◆ **Task instructions**
Copy the data precisely, keeping every character.

◆ **Available data**

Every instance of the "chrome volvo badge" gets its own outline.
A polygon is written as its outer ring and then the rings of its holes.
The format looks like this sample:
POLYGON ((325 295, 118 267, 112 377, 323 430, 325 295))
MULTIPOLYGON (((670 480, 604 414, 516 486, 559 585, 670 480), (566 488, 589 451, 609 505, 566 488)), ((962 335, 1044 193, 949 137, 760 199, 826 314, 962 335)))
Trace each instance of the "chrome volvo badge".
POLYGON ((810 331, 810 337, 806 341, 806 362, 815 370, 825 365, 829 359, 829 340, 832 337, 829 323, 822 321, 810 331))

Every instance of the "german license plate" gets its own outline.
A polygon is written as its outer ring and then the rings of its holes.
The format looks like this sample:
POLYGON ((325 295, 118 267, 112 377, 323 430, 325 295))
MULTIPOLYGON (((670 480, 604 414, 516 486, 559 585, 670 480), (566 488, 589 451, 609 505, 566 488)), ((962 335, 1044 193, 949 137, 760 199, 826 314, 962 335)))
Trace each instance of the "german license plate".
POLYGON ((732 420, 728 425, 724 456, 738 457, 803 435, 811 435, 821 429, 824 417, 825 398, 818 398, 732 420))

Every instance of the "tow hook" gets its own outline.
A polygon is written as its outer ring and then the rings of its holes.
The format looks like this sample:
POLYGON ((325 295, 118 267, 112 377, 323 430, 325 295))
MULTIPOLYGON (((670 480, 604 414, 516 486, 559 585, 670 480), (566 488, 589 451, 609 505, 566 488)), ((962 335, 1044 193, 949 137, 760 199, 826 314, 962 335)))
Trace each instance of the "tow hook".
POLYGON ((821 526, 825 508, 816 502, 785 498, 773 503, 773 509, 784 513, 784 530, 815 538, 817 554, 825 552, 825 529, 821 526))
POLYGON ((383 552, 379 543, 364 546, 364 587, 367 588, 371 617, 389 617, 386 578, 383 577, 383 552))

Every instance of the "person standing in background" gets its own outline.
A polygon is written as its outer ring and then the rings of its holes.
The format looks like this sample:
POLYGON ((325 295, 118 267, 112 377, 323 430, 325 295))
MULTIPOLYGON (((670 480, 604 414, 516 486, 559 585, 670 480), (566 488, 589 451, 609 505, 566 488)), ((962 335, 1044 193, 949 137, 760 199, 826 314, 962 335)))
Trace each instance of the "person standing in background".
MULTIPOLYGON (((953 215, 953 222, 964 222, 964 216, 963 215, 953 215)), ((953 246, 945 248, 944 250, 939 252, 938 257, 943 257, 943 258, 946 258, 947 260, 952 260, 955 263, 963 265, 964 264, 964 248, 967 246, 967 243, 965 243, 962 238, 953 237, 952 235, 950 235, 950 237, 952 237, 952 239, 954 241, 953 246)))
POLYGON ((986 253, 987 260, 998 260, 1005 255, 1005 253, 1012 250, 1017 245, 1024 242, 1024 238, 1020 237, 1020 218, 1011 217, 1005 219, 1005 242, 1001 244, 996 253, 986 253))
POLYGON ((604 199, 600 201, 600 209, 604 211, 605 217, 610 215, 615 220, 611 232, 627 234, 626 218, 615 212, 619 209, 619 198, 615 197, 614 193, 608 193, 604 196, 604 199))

◆ **Written reply**
Every instance of the "chrome volvo badge" gets its own outline.
A polygon is written as its outer ring and then the rings of its holes.
The format looks like this sample:
POLYGON ((325 295, 118 267, 112 377, 323 430, 325 295))
MULTIPOLYGON (((670 480, 604 414, 516 486, 559 585, 670 480), (566 488, 589 451, 609 505, 566 488)), ((962 335, 1044 193, 949 137, 760 199, 826 314, 962 335)))
Trace each instance of the "chrome volvo badge".
POLYGON ((810 331, 810 337, 806 341, 806 362, 815 370, 825 365, 829 359, 829 340, 832 337, 829 323, 822 321, 810 331))

Every instance of the "german license plate" gets its own outline.
A polygon is written as its outer ring and then the rings of its holes.
The format looks like this sample:
POLYGON ((325 295, 118 267, 112 377, 323 430, 325 295))
MULTIPOLYGON (((670 480, 604 414, 516 486, 559 585, 670 480), (566 488, 589 451, 609 505, 566 488)), ((962 335, 1044 193, 949 137, 760 199, 826 314, 962 335)))
Trace each instance of the "german license plate".
POLYGON ((732 420, 728 425, 724 456, 738 457, 803 435, 811 435, 821 429, 824 417, 825 398, 818 398, 732 420))

Every instance of the "tow hook" gets its own outline.
A polygon is written as its outer ring and then the rings of its holes.
The format looks like this sample:
POLYGON ((325 295, 118 267, 112 377, 323 430, 325 295))
MULTIPOLYGON (((670 480, 604 414, 516 486, 559 585, 670 480), (566 488, 589 451, 609 505, 566 488)), ((962 335, 1044 193, 949 137, 760 199, 826 314, 962 335)))
Trace each instance of the "tow hook".
POLYGON ((821 526, 825 508, 816 502, 785 498, 773 503, 773 509, 784 513, 784 530, 815 538, 817 554, 825 552, 825 529, 821 526))
POLYGON ((383 552, 379 543, 364 546, 364 587, 367 588, 371 617, 389 617, 386 578, 383 577, 383 552))

Every instance of the "person standing in background" gets its own outline.
A polygon is written as its outer ring and then the rings of its holes.
The format looks like this sample:
POLYGON ((325 295, 118 267, 112 377, 323 430, 325 295))
MULTIPOLYGON (((670 480, 604 414, 516 486, 559 585, 670 480), (566 488, 589 451, 609 505, 566 488)), ((962 335, 1044 193, 949 137, 760 199, 826 314, 962 335)))
Trace each instance of the "person standing in background".
MULTIPOLYGON (((953 215, 953 222, 964 222, 964 216, 963 215, 953 215)), ((953 246, 945 248, 944 250, 939 252, 938 257, 943 257, 943 258, 946 258, 947 260, 952 260, 955 263, 963 265, 964 264, 964 248, 967 246, 967 243, 965 243, 962 238, 953 237, 952 235, 950 235, 950 237, 952 237, 952 239, 954 241, 953 246)))
POLYGON ((986 253, 987 260, 998 260, 1005 255, 1005 253, 1012 250, 1017 245, 1024 242, 1024 238, 1020 237, 1020 218, 1011 217, 1005 219, 1005 242, 1001 244, 996 253, 986 253))
POLYGON ((604 199, 600 201, 600 209, 604 211, 605 217, 610 215, 615 220, 611 232, 627 234, 626 218, 615 212, 619 209, 619 198, 615 197, 614 193, 608 193, 604 196, 604 199))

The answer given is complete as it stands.